Data items

::::

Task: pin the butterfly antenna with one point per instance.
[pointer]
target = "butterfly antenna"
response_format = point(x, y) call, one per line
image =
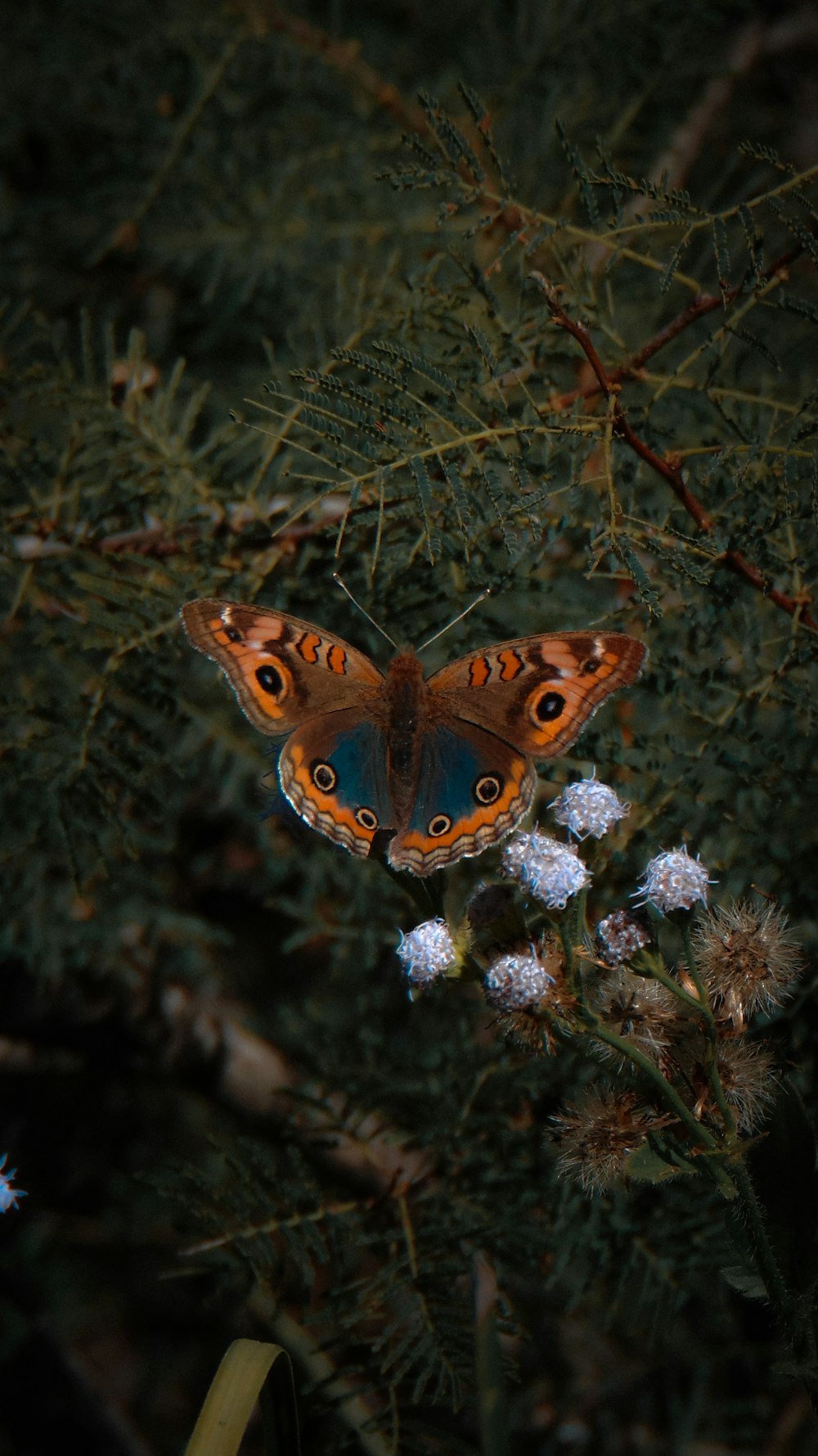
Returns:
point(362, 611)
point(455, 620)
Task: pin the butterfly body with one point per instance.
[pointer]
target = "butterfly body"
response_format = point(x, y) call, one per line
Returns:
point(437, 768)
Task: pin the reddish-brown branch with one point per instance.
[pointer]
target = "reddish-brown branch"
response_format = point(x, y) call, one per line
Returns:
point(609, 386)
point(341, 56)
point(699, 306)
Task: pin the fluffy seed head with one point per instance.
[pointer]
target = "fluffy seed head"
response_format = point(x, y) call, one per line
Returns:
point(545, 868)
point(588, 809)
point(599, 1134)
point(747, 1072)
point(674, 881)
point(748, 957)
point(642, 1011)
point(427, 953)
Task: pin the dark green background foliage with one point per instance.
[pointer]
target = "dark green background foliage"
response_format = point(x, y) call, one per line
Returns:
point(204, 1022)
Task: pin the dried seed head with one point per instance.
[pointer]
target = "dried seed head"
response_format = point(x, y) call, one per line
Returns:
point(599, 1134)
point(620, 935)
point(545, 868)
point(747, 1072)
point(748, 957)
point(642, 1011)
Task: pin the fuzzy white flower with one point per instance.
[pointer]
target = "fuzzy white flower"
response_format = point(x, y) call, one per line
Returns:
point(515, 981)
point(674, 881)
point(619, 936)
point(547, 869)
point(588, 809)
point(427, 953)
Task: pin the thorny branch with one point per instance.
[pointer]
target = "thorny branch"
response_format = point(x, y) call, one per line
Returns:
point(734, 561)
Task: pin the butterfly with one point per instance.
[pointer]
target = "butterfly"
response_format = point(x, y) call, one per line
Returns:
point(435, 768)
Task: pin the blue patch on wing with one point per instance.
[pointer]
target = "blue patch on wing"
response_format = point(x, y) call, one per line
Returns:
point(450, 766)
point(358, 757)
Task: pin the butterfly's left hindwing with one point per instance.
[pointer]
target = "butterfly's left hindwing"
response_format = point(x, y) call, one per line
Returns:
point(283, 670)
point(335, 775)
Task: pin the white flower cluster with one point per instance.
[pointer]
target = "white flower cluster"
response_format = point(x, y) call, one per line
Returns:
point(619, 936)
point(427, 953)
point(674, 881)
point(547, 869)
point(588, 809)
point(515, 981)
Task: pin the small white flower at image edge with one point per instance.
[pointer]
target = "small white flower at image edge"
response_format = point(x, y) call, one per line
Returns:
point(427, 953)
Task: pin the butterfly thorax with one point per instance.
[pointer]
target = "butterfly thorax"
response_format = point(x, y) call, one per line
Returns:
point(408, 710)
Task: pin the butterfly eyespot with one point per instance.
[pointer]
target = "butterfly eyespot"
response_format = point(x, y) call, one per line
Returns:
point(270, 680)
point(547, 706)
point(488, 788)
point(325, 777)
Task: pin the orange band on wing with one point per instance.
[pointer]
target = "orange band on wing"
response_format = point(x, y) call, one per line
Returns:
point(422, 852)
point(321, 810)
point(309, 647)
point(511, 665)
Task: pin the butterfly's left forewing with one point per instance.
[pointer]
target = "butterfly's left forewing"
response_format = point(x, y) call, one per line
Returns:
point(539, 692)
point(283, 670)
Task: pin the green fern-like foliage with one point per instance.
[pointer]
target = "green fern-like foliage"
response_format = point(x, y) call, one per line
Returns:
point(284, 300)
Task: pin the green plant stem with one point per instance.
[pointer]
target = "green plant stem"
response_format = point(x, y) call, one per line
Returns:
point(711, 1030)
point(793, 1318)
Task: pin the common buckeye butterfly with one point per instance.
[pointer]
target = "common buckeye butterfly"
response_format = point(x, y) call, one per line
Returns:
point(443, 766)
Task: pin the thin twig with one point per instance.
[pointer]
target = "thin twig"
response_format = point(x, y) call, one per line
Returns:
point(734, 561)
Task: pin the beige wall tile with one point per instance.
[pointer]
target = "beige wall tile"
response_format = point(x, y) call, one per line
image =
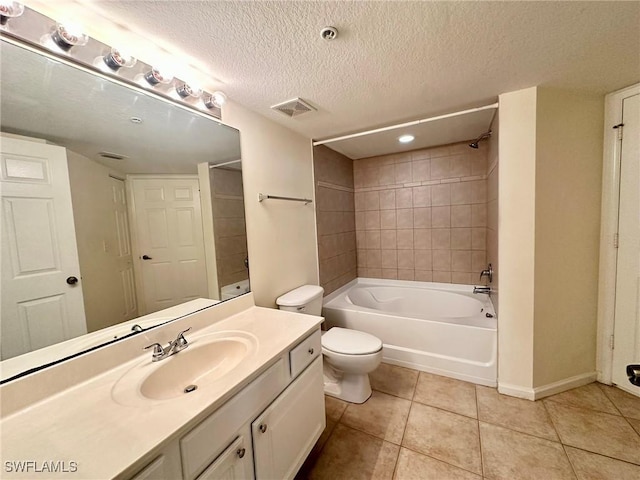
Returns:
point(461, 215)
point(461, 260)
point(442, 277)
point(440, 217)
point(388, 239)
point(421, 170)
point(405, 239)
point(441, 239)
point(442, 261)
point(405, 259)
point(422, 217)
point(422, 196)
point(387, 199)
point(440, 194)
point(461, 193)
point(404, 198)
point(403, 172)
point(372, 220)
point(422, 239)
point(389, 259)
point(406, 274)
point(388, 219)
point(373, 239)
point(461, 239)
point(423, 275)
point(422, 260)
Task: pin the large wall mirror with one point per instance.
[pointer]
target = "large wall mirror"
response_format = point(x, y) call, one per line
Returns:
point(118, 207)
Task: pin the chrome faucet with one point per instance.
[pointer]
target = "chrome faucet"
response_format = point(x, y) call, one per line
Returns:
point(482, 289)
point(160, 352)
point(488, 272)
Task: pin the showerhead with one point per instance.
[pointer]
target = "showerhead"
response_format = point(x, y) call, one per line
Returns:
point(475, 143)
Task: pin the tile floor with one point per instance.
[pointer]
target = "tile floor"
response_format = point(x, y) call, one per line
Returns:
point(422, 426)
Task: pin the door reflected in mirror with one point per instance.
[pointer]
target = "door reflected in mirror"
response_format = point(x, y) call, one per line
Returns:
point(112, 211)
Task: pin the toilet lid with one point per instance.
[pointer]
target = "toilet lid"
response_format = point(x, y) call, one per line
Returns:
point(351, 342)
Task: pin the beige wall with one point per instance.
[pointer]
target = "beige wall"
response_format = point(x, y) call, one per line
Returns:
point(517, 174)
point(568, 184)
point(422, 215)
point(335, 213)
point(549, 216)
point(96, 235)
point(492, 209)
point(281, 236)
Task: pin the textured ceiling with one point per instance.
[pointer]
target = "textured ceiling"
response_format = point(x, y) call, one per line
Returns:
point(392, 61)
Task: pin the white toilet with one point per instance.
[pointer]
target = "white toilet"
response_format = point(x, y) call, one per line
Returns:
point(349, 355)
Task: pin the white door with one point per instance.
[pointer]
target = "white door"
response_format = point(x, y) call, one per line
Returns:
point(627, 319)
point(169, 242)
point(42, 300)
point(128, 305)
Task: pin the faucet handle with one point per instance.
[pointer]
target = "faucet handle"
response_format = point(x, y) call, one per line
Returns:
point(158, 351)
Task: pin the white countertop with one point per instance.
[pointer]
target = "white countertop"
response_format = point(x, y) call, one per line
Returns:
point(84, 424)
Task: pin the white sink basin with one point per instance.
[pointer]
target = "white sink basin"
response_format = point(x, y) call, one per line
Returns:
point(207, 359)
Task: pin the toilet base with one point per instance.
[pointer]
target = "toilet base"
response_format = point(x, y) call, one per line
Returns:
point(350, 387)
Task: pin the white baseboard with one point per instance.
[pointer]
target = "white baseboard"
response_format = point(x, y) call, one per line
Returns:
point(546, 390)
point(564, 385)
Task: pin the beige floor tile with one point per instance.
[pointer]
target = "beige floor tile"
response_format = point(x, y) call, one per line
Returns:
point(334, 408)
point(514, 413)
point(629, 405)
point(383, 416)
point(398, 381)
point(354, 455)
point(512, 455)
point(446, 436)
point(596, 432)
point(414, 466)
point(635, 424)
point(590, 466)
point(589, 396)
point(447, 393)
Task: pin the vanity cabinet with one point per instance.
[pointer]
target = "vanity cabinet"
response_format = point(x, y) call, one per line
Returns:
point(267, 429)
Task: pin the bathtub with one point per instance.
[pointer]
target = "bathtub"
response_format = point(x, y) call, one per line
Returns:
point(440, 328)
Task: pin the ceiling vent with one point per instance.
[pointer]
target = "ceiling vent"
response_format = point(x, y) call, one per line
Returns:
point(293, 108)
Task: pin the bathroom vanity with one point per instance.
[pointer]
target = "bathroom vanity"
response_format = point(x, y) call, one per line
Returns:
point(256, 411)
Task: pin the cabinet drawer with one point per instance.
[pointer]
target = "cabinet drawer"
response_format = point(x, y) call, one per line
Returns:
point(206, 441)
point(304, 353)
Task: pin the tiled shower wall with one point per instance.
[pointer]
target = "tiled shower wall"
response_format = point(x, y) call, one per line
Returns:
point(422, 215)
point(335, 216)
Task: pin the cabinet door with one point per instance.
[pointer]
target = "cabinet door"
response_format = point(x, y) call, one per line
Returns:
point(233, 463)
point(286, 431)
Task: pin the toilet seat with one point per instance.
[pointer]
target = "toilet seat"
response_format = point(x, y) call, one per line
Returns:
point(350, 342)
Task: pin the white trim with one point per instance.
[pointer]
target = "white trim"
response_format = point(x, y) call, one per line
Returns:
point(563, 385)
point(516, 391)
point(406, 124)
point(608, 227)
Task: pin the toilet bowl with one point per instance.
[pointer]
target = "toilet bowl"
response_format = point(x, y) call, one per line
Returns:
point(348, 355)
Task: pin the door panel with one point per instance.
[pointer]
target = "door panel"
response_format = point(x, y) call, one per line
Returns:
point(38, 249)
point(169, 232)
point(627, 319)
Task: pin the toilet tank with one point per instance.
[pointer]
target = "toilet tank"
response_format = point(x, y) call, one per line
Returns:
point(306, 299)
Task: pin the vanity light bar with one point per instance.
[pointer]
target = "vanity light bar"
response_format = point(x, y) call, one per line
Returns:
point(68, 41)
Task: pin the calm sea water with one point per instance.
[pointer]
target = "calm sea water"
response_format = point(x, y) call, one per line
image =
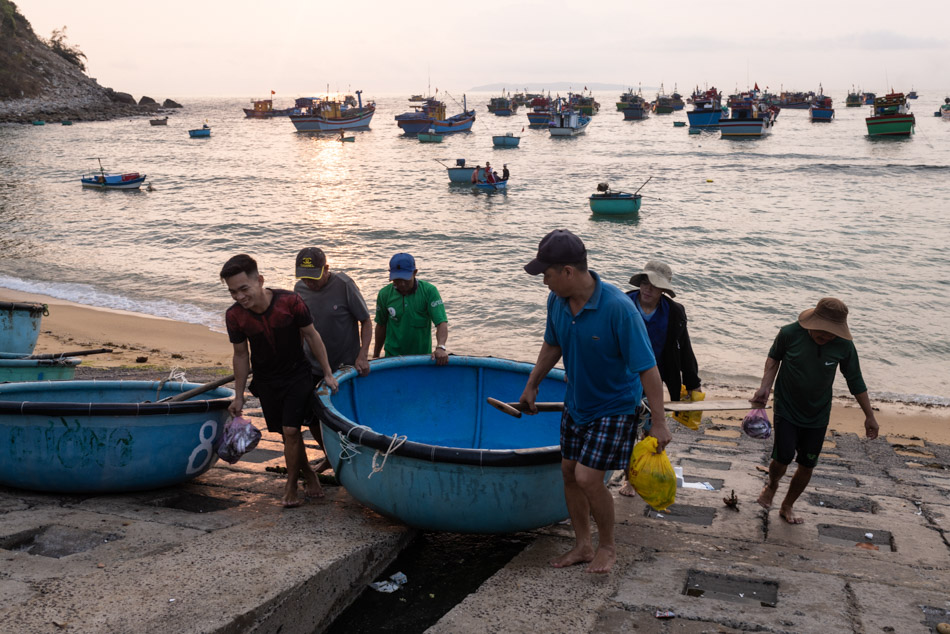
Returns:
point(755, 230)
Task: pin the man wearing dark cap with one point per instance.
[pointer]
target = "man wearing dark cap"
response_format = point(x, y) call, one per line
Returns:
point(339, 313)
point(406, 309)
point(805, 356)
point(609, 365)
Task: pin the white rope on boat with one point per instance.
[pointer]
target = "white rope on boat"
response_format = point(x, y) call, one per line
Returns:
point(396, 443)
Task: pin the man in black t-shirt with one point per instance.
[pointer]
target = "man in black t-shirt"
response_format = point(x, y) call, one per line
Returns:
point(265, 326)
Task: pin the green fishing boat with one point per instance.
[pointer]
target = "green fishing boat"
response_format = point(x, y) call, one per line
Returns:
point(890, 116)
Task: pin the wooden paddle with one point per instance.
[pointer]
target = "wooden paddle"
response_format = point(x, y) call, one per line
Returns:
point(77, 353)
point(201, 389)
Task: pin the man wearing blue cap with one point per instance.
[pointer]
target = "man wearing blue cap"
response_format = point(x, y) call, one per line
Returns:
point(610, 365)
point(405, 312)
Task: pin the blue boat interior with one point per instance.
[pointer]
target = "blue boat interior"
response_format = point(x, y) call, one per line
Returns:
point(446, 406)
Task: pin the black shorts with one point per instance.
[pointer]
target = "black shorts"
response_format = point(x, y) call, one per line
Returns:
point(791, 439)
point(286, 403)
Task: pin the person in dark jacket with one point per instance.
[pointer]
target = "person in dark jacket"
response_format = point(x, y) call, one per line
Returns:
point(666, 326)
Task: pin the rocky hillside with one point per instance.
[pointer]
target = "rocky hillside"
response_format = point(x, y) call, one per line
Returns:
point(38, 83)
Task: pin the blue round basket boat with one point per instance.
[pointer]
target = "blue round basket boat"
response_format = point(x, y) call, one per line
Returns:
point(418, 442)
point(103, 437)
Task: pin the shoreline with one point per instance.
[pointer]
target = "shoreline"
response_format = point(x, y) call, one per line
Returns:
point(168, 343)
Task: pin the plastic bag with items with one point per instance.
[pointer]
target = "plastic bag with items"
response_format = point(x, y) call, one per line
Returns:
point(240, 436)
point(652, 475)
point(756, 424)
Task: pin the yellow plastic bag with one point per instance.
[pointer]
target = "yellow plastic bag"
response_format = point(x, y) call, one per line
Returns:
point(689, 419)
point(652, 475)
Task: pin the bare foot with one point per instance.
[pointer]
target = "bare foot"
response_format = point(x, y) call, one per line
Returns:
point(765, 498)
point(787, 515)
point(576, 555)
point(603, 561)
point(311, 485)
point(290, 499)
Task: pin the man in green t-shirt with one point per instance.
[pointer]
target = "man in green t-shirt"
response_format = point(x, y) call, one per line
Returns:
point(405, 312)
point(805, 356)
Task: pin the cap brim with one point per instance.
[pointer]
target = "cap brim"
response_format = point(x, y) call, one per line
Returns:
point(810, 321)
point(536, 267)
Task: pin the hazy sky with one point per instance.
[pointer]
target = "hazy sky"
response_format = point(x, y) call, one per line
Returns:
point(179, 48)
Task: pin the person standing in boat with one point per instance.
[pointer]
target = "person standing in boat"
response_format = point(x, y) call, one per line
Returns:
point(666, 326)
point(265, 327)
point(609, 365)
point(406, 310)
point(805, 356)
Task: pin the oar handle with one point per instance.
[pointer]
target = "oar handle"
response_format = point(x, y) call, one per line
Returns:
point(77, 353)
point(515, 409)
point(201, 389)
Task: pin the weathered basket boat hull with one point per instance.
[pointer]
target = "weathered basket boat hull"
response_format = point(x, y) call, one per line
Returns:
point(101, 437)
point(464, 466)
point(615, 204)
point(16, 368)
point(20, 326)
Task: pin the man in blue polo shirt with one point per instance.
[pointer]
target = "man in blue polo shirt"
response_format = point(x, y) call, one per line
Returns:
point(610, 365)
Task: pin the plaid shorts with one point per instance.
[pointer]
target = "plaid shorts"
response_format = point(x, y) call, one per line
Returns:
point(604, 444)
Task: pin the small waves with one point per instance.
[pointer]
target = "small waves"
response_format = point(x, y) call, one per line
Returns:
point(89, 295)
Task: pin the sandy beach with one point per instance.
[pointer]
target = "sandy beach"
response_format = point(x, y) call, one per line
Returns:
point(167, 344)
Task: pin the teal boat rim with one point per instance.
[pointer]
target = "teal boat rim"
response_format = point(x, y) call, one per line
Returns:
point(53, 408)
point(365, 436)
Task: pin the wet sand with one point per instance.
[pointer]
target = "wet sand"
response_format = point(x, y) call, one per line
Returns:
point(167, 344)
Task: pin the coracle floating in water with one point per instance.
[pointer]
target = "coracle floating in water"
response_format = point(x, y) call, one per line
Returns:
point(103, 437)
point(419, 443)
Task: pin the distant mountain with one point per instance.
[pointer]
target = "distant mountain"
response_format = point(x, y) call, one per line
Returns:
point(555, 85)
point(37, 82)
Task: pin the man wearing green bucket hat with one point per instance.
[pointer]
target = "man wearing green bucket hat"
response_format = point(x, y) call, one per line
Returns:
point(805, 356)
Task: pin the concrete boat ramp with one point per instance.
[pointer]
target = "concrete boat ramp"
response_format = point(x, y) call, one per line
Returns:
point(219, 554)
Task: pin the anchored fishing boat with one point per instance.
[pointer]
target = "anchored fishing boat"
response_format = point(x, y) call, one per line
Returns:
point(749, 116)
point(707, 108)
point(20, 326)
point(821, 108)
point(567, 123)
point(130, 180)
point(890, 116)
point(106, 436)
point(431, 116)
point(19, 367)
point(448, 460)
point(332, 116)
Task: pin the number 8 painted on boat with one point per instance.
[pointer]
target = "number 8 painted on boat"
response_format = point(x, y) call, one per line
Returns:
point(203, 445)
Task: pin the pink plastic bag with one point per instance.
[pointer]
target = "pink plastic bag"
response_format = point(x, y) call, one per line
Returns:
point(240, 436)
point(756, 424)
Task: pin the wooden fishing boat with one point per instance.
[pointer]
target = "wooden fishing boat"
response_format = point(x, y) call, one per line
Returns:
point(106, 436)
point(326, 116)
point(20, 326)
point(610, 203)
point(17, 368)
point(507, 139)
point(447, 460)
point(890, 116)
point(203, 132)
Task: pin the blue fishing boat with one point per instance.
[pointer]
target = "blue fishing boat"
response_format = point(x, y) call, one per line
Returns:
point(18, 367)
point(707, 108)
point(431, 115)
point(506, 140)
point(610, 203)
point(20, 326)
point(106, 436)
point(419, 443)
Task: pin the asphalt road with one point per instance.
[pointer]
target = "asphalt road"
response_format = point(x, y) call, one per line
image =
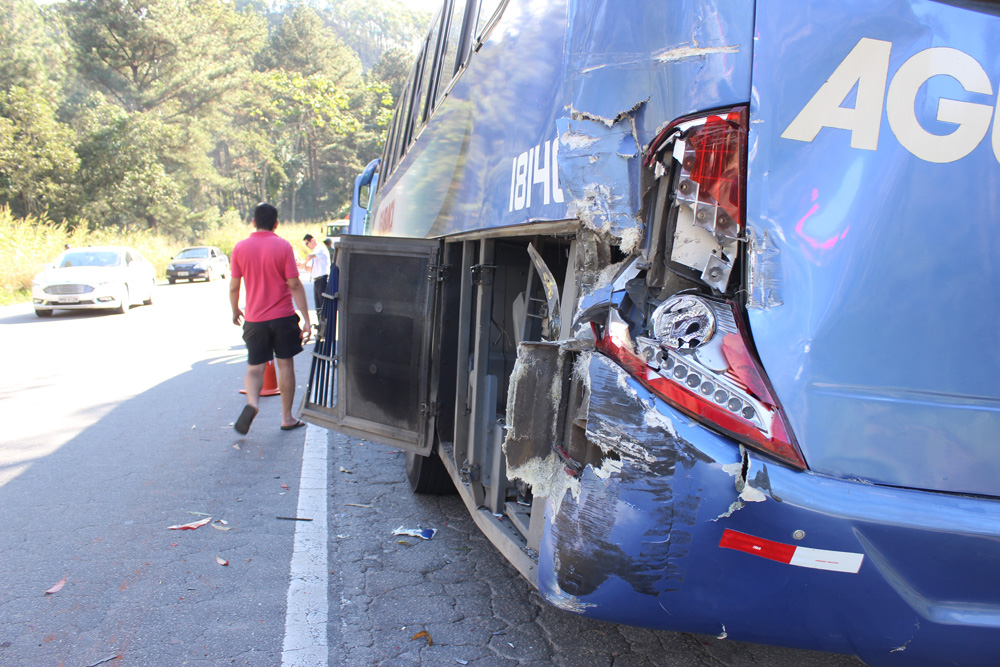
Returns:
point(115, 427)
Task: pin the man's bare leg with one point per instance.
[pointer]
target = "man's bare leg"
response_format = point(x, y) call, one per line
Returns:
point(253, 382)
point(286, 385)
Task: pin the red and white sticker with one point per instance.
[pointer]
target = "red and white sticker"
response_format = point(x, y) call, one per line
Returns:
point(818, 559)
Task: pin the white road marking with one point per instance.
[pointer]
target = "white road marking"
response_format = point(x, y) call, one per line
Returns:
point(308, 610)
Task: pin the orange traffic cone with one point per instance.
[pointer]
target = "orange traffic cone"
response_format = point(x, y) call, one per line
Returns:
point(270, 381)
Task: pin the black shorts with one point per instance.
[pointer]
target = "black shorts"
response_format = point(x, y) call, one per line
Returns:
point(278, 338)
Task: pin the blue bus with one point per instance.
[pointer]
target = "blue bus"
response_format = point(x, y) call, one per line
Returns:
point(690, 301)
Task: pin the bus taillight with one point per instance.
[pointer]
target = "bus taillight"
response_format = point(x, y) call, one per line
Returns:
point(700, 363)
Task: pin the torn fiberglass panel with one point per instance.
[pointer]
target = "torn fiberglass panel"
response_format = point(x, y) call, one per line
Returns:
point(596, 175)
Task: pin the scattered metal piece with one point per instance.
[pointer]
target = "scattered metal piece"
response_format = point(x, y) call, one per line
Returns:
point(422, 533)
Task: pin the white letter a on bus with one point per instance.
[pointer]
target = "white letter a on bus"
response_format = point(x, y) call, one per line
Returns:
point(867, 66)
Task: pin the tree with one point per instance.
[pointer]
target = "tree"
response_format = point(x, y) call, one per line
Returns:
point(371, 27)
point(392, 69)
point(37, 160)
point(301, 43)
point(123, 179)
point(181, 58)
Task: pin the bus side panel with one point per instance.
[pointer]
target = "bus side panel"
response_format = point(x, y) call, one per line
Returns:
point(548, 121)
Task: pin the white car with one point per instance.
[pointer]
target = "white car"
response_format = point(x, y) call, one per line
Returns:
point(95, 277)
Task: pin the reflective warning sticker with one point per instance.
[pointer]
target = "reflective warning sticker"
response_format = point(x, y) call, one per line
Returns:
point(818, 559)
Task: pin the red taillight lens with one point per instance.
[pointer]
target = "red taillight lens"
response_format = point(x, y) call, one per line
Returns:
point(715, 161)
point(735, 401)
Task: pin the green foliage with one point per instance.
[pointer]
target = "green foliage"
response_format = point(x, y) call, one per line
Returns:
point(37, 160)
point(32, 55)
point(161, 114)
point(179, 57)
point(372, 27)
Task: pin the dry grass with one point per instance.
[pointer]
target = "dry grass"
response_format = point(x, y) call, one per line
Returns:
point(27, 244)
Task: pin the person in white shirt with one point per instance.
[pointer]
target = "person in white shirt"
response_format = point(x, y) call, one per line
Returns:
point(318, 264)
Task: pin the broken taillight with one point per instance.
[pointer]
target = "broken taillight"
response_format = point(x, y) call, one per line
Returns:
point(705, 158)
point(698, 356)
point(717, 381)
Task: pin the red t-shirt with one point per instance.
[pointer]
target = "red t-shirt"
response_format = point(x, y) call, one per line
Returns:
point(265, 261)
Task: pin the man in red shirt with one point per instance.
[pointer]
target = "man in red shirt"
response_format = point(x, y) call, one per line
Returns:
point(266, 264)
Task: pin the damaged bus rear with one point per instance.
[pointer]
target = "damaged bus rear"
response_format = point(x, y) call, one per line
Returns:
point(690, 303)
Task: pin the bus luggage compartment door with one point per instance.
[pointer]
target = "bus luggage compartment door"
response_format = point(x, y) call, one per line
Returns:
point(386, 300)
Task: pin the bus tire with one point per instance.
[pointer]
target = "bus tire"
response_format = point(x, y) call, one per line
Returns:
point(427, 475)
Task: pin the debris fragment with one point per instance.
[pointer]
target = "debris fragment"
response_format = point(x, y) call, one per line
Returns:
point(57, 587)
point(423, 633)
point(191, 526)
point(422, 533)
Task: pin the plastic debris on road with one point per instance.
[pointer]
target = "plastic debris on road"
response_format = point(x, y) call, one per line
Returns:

::::

Return the lines above, from the one containing "Task: pin the red t-shirt" to the end, exactly as they stand.

Task: pin the red t-shirt with one point per instance.
[pointer]
target = "red t-shirt"
response_format = point(x, y) call, one per line
Returns:
point(265, 261)
Task: pin the man in red shirt with one point per instance.
[pointer]
target = "man in red shirt"
response_format = point(x, y) call, one per line
Returns:
point(266, 264)
Task: pin the damaged bus rear with one point per instance.
[pointer]
target = "damaged bus rear"
response_format = point(x, y) call, one per line
Returns:
point(690, 303)
Task: pin the bus luggage compartment door with one point per instance.
[pointer]
target = "bus luggage compartment door"
response_format = point(x, y) call, one per line
Returns:
point(386, 300)
Task: pin the bus tire with one point per instance.
[pointer]
target = "bus tire"
response_format = point(x, y) call, one per line
Returns:
point(427, 475)
Task: pin the debris fragment with one point per instance.
[pointer]
target = "debris fragment"
response_format = point(x, y) call, one per line
Returns:
point(57, 587)
point(423, 633)
point(191, 526)
point(422, 533)
Task: pin the plastic debris on road with one point per instance.
[pointer]
target = "plastic debris on road"
response_format = point(x, y) call, one per line
Returns:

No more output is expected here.